Berikut adalah 6 faktor yang mempengaruhi pergerakan nilai
tukar mata uang antara 2 negara:
1. Perbedaan tingkat inflasi antara 2 negara
Suatu negara yang tingkat inflasinya konsisten rendah akan
lebih kuat nilai tukar mata uangnya dibandingkan negara yang inflasinya lebih
tinggi. Daya beli (purchasing
power) mata uang tersebut
relatif lebih besar dari negara lain. Pada akhir abad 20 lalu, negara-negara
dengan tingkat inflasi rendah adalah Jepang, Jerman dan Swiss, sementara
Amerika Serikat dan Canada menyusul kemudian. Nilai tukar mata uang
negara-negara yang inflasinya lebih tinggi akan mengalami depresiasi
dibandingkan negara partner dagangnya.
2. Perbedaan tingkat suku bunga antara 2 negara
Suku bunga, inflasi dan nilai
tukar sangat berhubungan erat. Dengan merubah tingkat suku bunga, bank sentral
suatu negara bisa mempengaruhi inflasi dan nilai tukar mata uang. Suku bunga
yang lebih tinggi akan menyebabkan permintaan mata uang negara tersebut
meningkat. Investor domestik dan luar negeri akan tertarik dengan return yang
lebih besar. Namun jika inflasi kembali tinggi, investor akan keluar hingga
bank sentral menaikkan suku bunganya lagi. Sebaliknya, jika bank sentral
menurunkan suku bunga maka akan cenderung memperlemah nilai tukar mata uang
negara tersebut.

---

▶ **LATIHAN TERTULIS 1**
Jawab pertanyaan berikut berdasarkan teks tentang nilai tukar mata uang:
(a) Berapa jumlah faktor yang disebut di awal teks?
(b) Negara mana yang menyusul kemudian sebagai negara berinflasi rendah pada akhir abad 20?
(c) Apa akibat suku bunga yang lebih tinggi terhadap permintaan mata uang negara tersebut?
▶ **LATIHAN TERTULIS 2**
Tolong sebutkan semua negara yang namanya muncul dalam teks tentang nilai tukar mata uang.
▶ **LATIHAN TERTULIS 3**
Salin tanpa perubahan bagian teks tentang nilai tukar mata uang, mulai dari "Berikut adalah 6" sampai dengan "negara partner dagangnya.".

---

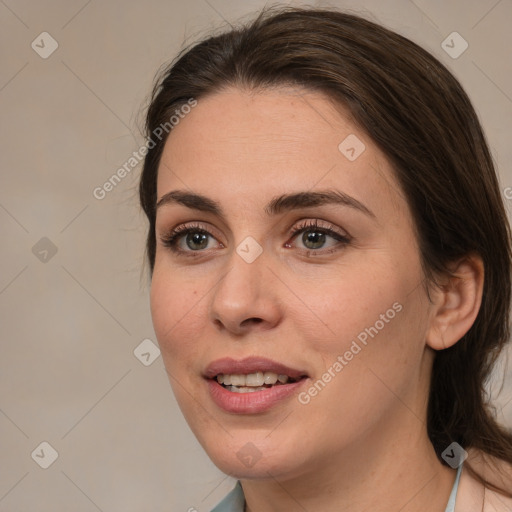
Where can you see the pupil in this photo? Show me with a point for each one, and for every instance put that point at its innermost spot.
(313, 237)
(200, 239)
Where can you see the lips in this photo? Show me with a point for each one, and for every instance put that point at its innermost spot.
(251, 365)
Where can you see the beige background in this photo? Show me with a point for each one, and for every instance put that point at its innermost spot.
(71, 320)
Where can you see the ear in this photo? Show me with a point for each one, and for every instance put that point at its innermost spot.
(456, 302)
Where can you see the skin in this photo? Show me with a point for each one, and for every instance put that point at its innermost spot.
(361, 443)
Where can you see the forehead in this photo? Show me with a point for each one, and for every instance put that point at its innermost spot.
(250, 145)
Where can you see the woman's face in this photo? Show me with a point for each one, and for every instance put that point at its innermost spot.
(331, 289)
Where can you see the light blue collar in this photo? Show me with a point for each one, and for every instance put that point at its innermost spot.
(235, 500)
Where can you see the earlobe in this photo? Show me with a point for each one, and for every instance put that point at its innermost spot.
(457, 302)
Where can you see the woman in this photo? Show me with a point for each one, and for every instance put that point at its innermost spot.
(330, 262)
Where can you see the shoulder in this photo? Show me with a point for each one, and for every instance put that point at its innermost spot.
(471, 492)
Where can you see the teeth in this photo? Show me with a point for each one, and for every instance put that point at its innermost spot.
(252, 380)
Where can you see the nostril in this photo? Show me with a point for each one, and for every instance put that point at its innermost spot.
(252, 320)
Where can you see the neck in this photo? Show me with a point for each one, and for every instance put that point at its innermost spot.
(393, 469)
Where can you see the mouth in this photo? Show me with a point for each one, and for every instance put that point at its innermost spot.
(258, 381)
(251, 385)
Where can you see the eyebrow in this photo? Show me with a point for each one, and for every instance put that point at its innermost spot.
(277, 205)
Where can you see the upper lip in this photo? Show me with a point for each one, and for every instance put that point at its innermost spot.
(248, 365)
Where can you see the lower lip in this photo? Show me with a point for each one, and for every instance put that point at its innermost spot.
(254, 401)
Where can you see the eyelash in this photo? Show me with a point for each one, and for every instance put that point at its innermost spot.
(171, 239)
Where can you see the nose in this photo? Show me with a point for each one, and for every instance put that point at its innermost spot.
(244, 299)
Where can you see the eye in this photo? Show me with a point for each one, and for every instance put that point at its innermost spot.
(194, 239)
(315, 236)
(188, 239)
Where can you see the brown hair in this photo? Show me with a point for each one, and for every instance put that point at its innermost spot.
(418, 114)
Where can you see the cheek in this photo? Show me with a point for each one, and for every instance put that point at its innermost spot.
(178, 314)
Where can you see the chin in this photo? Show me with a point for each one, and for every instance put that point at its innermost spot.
(243, 458)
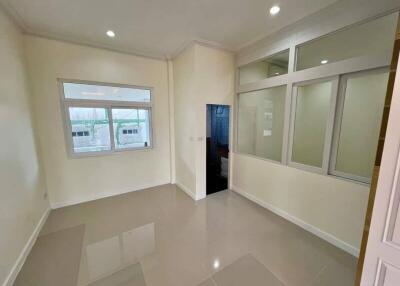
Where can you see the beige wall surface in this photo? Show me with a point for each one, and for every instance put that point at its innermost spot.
(334, 206)
(76, 180)
(22, 185)
(202, 75)
(184, 119)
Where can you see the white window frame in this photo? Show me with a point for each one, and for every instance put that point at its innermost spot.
(66, 103)
(328, 129)
(338, 124)
(335, 69)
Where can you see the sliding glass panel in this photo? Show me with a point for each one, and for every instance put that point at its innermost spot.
(260, 122)
(90, 129)
(364, 100)
(312, 109)
(105, 92)
(131, 128)
(272, 66)
(374, 37)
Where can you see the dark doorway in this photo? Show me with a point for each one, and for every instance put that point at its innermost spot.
(217, 147)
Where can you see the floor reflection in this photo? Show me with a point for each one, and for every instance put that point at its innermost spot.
(113, 255)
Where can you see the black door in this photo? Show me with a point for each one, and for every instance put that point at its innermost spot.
(217, 147)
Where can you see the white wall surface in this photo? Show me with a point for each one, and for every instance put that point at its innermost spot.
(184, 86)
(22, 185)
(331, 207)
(336, 207)
(203, 75)
(76, 180)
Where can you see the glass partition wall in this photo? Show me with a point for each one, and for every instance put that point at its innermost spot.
(314, 118)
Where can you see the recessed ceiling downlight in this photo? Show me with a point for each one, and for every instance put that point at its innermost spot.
(110, 33)
(274, 10)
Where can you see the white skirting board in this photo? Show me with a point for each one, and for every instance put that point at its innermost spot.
(25, 251)
(57, 205)
(310, 228)
(186, 190)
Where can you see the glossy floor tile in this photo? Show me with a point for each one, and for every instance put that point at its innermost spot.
(161, 237)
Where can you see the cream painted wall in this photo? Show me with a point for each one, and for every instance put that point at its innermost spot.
(184, 120)
(203, 75)
(75, 180)
(261, 112)
(22, 202)
(336, 207)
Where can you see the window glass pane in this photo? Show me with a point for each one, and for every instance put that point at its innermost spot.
(90, 129)
(374, 37)
(272, 66)
(361, 120)
(104, 92)
(260, 122)
(312, 108)
(131, 128)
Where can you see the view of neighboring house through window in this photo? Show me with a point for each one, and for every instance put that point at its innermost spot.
(105, 118)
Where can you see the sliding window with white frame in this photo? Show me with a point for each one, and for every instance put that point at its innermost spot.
(329, 120)
(312, 114)
(104, 118)
(359, 114)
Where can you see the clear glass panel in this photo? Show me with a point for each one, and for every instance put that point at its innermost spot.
(104, 92)
(374, 37)
(271, 66)
(90, 129)
(260, 122)
(312, 108)
(361, 121)
(131, 128)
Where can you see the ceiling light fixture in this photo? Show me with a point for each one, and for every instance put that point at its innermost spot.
(110, 33)
(216, 264)
(274, 10)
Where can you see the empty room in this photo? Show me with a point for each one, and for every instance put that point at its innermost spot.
(199, 143)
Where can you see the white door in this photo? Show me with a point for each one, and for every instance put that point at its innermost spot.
(382, 260)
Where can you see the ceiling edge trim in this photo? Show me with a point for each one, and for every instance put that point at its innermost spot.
(201, 42)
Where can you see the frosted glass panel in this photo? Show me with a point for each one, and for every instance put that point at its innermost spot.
(312, 108)
(374, 37)
(359, 131)
(270, 67)
(131, 128)
(260, 122)
(105, 92)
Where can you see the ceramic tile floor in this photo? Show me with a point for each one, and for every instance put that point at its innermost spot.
(161, 237)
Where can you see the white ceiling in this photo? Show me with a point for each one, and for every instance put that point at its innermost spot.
(158, 28)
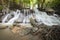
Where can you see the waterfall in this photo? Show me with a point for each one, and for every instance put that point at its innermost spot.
(41, 17)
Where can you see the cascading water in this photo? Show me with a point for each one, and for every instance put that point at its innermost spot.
(41, 17)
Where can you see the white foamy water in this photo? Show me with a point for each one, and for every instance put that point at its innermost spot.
(41, 17)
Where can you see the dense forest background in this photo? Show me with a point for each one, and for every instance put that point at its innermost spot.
(20, 4)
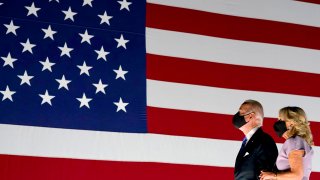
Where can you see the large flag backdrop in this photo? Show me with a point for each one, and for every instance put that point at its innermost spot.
(130, 89)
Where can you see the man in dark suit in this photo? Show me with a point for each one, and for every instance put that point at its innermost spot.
(258, 151)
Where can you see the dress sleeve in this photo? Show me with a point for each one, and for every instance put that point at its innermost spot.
(296, 143)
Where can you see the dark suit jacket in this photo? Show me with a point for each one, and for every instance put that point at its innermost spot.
(260, 153)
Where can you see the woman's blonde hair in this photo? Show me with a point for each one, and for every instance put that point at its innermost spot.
(301, 125)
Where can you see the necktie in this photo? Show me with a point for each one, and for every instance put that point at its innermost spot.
(244, 141)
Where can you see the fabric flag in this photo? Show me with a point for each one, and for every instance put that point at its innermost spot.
(130, 89)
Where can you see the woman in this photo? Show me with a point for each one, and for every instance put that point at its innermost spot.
(294, 159)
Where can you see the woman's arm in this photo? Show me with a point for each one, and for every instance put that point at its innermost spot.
(296, 168)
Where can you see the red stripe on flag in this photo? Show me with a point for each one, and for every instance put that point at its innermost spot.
(206, 125)
(39, 168)
(231, 76)
(310, 1)
(232, 27)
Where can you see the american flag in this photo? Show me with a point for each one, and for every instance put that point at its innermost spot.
(129, 89)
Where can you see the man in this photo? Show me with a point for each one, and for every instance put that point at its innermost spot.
(258, 151)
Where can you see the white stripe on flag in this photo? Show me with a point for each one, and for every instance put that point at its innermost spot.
(80, 144)
(223, 101)
(276, 10)
(212, 49)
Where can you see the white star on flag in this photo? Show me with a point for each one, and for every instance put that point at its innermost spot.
(84, 68)
(86, 37)
(101, 53)
(121, 42)
(46, 98)
(63, 83)
(69, 14)
(100, 87)
(25, 78)
(84, 101)
(11, 28)
(8, 60)
(32, 10)
(105, 18)
(121, 105)
(27, 46)
(65, 50)
(49, 32)
(47, 65)
(120, 73)
(7, 94)
(87, 2)
(124, 4)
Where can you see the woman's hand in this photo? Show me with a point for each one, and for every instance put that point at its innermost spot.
(268, 176)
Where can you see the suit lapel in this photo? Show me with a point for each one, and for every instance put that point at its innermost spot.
(250, 145)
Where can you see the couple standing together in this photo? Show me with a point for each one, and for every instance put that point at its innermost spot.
(258, 157)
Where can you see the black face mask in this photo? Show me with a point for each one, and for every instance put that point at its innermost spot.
(238, 121)
(280, 127)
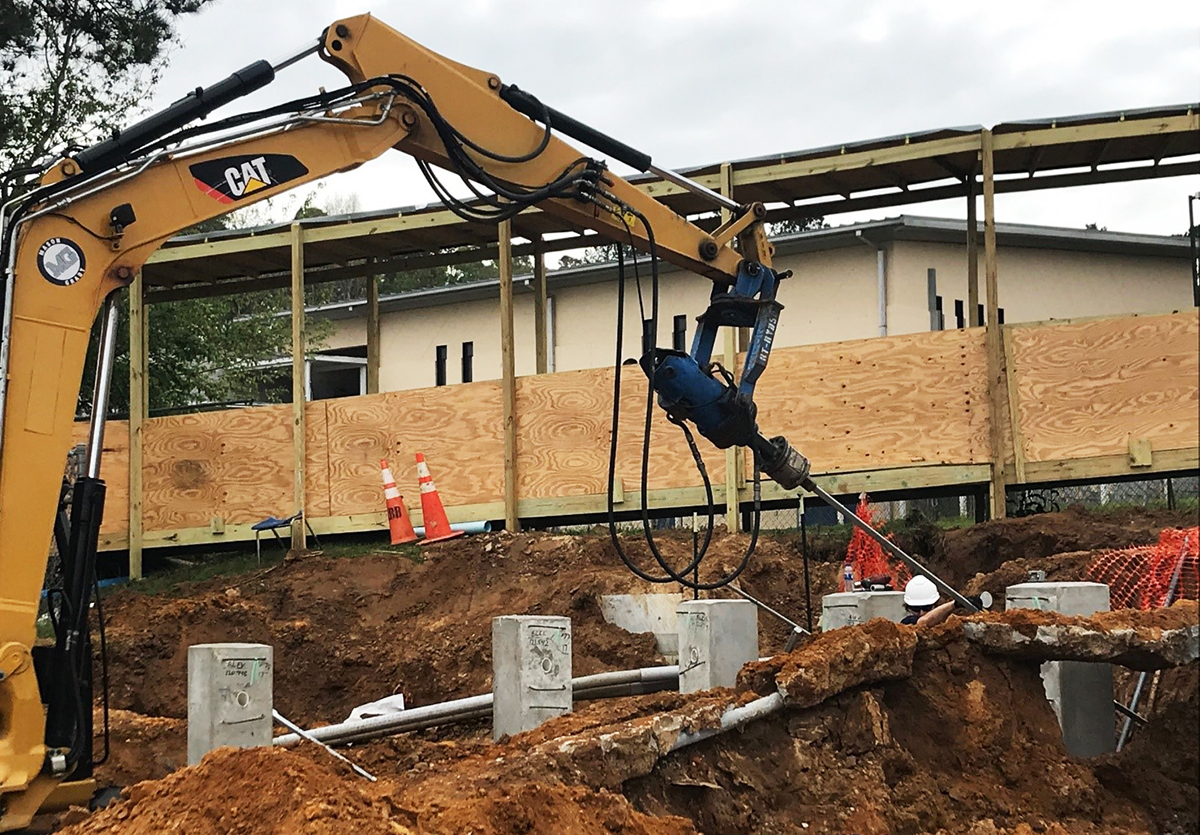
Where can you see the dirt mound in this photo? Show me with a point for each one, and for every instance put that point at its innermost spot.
(1161, 767)
(983, 548)
(965, 743)
(246, 792)
(353, 630)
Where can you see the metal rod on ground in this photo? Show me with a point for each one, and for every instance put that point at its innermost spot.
(1131, 713)
(767, 608)
(295, 728)
(888, 545)
(804, 551)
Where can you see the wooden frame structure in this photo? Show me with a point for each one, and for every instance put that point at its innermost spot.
(1105, 148)
(886, 414)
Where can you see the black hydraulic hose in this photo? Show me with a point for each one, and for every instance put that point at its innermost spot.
(191, 107)
(523, 102)
(699, 554)
(103, 667)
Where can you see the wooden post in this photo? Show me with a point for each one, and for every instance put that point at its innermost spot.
(1014, 407)
(539, 306)
(996, 379)
(299, 394)
(373, 335)
(508, 379)
(972, 254)
(138, 400)
(733, 458)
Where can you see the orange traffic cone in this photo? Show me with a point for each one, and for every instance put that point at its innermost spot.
(437, 526)
(397, 515)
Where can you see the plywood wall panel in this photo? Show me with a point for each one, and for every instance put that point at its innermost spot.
(256, 470)
(459, 428)
(564, 434)
(1085, 389)
(181, 478)
(898, 401)
(233, 464)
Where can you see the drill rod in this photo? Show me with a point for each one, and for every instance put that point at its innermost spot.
(888, 545)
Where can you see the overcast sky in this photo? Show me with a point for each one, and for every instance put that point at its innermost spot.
(695, 82)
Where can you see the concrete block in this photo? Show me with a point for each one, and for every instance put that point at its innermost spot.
(717, 638)
(531, 672)
(646, 613)
(229, 697)
(1080, 692)
(847, 608)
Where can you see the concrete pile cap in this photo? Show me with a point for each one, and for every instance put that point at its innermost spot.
(1153, 640)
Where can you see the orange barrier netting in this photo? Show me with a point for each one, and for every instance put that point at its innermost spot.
(867, 556)
(1141, 577)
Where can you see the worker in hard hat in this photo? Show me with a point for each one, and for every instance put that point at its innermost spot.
(921, 604)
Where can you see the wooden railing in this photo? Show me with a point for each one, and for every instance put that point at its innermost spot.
(1079, 400)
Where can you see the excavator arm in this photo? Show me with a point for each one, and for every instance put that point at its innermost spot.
(99, 215)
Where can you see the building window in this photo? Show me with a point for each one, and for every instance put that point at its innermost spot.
(679, 334)
(468, 361)
(439, 366)
(648, 337)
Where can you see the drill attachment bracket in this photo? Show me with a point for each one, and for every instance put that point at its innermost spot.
(725, 413)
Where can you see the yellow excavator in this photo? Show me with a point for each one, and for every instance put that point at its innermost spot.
(71, 244)
(76, 240)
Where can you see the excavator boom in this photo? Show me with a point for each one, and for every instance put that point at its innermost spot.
(97, 216)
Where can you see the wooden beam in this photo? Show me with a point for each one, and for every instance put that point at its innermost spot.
(138, 401)
(376, 266)
(876, 481)
(1014, 412)
(1111, 466)
(1099, 131)
(299, 390)
(730, 360)
(841, 162)
(372, 335)
(995, 347)
(539, 306)
(972, 253)
(508, 378)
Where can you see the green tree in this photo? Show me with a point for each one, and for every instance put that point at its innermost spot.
(72, 70)
(205, 350)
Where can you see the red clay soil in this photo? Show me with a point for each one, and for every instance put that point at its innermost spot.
(963, 553)
(348, 631)
(966, 744)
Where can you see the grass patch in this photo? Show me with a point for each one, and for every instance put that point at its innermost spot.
(177, 576)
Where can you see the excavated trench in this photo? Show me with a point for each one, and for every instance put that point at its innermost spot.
(882, 730)
(957, 738)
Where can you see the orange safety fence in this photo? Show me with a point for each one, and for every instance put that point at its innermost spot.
(868, 556)
(1143, 576)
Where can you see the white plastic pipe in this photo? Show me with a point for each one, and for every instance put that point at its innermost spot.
(733, 718)
(465, 527)
(617, 683)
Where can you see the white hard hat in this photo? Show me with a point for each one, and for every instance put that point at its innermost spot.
(921, 592)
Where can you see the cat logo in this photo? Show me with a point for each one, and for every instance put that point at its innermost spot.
(61, 262)
(232, 179)
(250, 176)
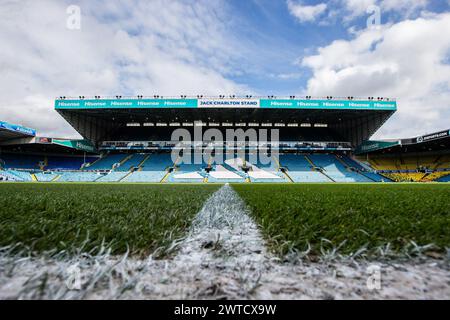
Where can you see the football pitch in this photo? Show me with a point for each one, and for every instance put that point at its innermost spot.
(142, 218)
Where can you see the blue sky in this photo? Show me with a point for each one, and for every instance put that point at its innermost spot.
(259, 47)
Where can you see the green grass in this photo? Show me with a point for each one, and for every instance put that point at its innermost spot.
(372, 215)
(57, 216)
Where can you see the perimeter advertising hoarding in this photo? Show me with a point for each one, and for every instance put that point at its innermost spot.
(17, 128)
(225, 103)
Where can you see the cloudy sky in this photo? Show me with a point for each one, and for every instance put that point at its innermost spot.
(212, 47)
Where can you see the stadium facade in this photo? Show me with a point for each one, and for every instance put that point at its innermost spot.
(239, 139)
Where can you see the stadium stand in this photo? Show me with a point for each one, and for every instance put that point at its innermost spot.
(133, 162)
(18, 161)
(188, 171)
(46, 176)
(108, 161)
(445, 178)
(79, 177)
(113, 176)
(335, 169)
(153, 169)
(16, 175)
(66, 163)
(318, 143)
(299, 169)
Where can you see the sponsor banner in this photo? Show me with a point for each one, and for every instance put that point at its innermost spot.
(126, 103)
(328, 104)
(44, 140)
(225, 103)
(433, 136)
(228, 103)
(369, 146)
(17, 128)
(82, 145)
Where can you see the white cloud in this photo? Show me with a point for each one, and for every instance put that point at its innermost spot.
(405, 7)
(305, 13)
(407, 60)
(132, 47)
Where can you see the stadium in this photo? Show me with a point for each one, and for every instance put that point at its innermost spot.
(247, 151)
(130, 140)
(230, 185)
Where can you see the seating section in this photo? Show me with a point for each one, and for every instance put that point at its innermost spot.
(66, 163)
(145, 176)
(300, 169)
(336, 170)
(107, 162)
(146, 167)
(411, 163)
(445, 178)
(16, 175)
(80, 176)
(46, 177)
(133, 162)
(16, 161)
(436, 176)
(154, 169)
(187, 170)
(113, 176)
(224, 175)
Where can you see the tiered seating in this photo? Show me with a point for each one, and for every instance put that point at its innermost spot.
(222, 174)
(444, 178)
(406, 177)
(154, 169)
(300, 170)
(113, 176)
(133, 162)
(15, 175)
(79, 176)
(45, 177)
(335, 169)
(442, 162)
(264, 172)
(107, 162)
(188, 172)
(66, 163)
(145, 176)
(436, 176)
(17, 161)
(363, 169)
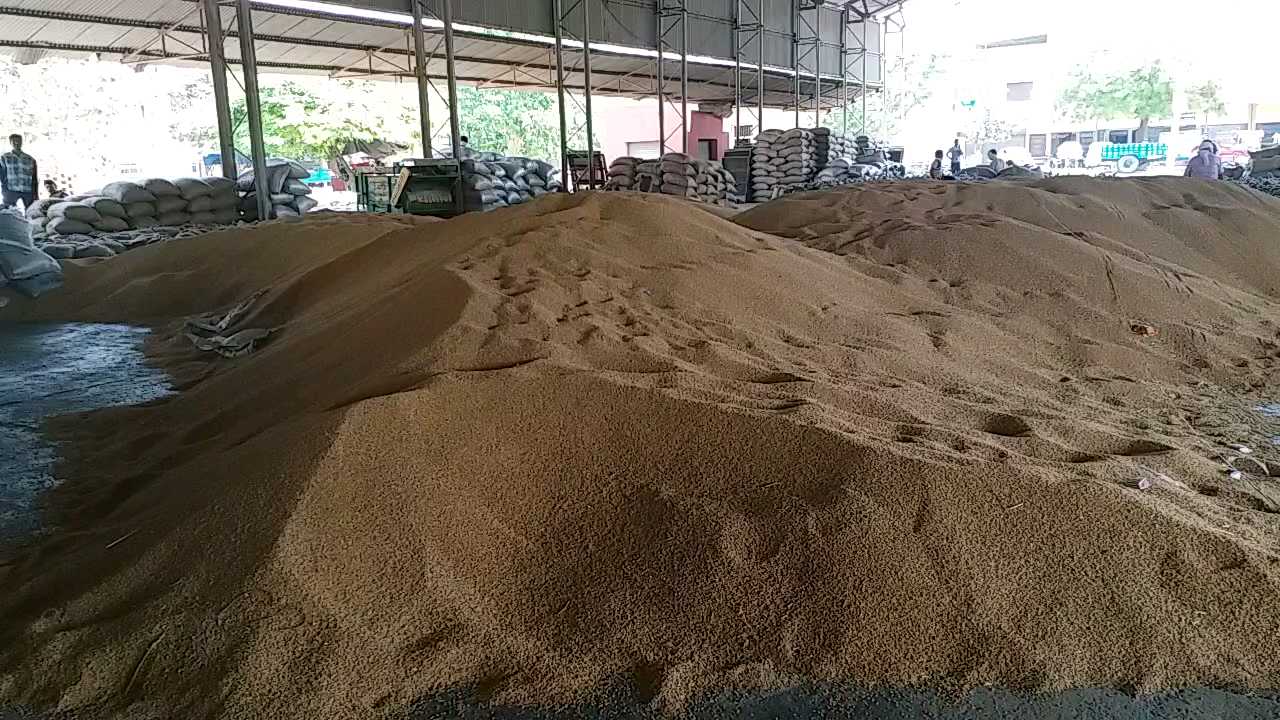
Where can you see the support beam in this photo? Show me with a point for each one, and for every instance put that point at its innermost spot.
(864, 73)
(684, 74)
(222, 101)
(560, 90)
(254, 109)
(672, 21)
(452, 78)
(586, 92)
(759, 68)
(424, 81)
(662, 89)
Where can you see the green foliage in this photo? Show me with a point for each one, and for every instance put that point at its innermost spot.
(1205, 99)
(1143, 92)
(906, 89)
(511, 122)
(300, 126)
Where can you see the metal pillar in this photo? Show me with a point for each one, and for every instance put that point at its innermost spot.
(795, 54)
(864, 76)
(844, 71)
(748, 27)
(560, 92)
(252, 106)
(222, 103)
(854, 63)
(455, 114)
(586, 92)
(759, 67)
(672, 17)
(807, 48)
(424, 81)
(661, 83)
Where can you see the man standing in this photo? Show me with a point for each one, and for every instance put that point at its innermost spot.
(18, 176)
(956, 153)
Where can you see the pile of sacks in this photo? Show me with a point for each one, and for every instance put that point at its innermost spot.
(127, 205)
(22, 265)
(830, 147)
(492, 181)
(675, 173)
(782, 159)
(291, 197)
(67, 246)
(622, 174)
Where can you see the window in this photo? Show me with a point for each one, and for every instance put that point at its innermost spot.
(1019, 91)
(645, 149)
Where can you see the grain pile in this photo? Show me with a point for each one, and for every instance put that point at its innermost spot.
(611, 445)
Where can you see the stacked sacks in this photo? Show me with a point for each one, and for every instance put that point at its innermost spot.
(72, 218)
(492, 181)
(622, 173)
(543, 177)
(170, 206)
(648, 176)
(679, 176)
(728, 186)
(763, 155)
(828, 146)
(795, 156)
(484, 185)
(22, 265)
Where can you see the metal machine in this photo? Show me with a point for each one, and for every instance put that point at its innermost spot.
(415, 186)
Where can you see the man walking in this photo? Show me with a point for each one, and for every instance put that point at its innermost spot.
(956, 153)
(18, 176)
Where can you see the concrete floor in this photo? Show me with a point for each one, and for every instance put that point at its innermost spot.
(53, 369)
(69, 368)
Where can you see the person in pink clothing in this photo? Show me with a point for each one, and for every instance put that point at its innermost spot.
(1206, 164)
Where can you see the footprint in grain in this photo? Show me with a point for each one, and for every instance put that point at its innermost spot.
(1006, 425)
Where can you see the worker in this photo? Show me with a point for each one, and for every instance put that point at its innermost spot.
(996, 163)
(956, 154)
(18, 176)
(936, 168)
(1206, 164)
(51, 190)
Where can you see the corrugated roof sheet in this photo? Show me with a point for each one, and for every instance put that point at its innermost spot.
(318, 42)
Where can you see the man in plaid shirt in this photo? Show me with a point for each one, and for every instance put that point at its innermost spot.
(18, 176)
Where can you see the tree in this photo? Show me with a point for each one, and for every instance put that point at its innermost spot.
(906, 87)
(512, 122)
(1205, 100)
(1143, 92)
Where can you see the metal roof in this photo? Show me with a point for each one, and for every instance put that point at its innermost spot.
(319, 40)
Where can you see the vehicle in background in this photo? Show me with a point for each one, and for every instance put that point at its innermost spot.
(1125, 158)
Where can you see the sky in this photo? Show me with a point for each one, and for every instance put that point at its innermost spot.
(1233, 44)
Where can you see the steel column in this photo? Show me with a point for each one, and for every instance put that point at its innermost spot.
(222, 103)
(817, 65)
(795, 54)
(684, 77)
(759, 68)
(737, 71)
(451, 71)
(586, 92)
(670, 14)
(864, 76)
(844, 69)
(424, 82)
(560, 92)
(252, 106)
(662, 89)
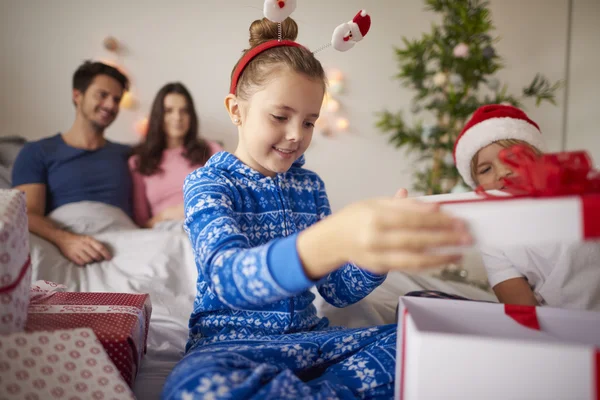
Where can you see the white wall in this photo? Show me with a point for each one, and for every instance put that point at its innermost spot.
(584, 79)
(198, 42)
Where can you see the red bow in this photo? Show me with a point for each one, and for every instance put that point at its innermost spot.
(554, 174)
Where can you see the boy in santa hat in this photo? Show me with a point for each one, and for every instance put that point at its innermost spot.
(559, 275)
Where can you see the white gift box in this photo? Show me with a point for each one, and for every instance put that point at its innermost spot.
(15, 271)
(61, 364)
(457, 349)
(508, 221)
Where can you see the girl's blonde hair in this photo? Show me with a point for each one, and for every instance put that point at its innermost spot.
(261, 68)
(505, 143)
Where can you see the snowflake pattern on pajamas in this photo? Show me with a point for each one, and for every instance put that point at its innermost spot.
(249, 336)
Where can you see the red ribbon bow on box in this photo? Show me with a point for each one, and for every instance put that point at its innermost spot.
(547, 175)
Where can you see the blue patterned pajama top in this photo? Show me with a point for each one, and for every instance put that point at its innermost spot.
(254, 332)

---

▶ **HASIL AKHIR 1**
(a) 6 faktor.
(b) Amerika Serikat dan Canada.
(c) Permintaan mata uang negara tersebut meningkat.

▶ **HASIL AKHIR 2**
Jepang, Jerman, Swiss, Amerika Serikat, Canada

▶ **HASIL AKHIR 3**
Berikut adalah 6 faktor yang mempengaruhi pergerakan nilai
tukar mata uang antara 2 negara:
1. Perbedaan tingkat inflasi antara 2 negara
Suatu negara yang tingkat inflasinya konsisten rendah akan
lebih kuat nilai tukar mata uangnya dibandingkan negara yang inflasinya lebih
tinggi. Daya beli (purchasing
power) mata uang tersebut
relatif lebih besar dari negara lain. Pada akhir abad 20 lalu, negara-negara
dengan tingkat inflasi rendah adalah Jepang, Jerman dan Swiss, sementara
Amerika Serikat dan Canada menyusul kemudian. Nilai tukar mata uang
negara-negara yang inflasinya lebih tinggi akan mengalami depresiasi
dibandingkan negara partner dagangnya.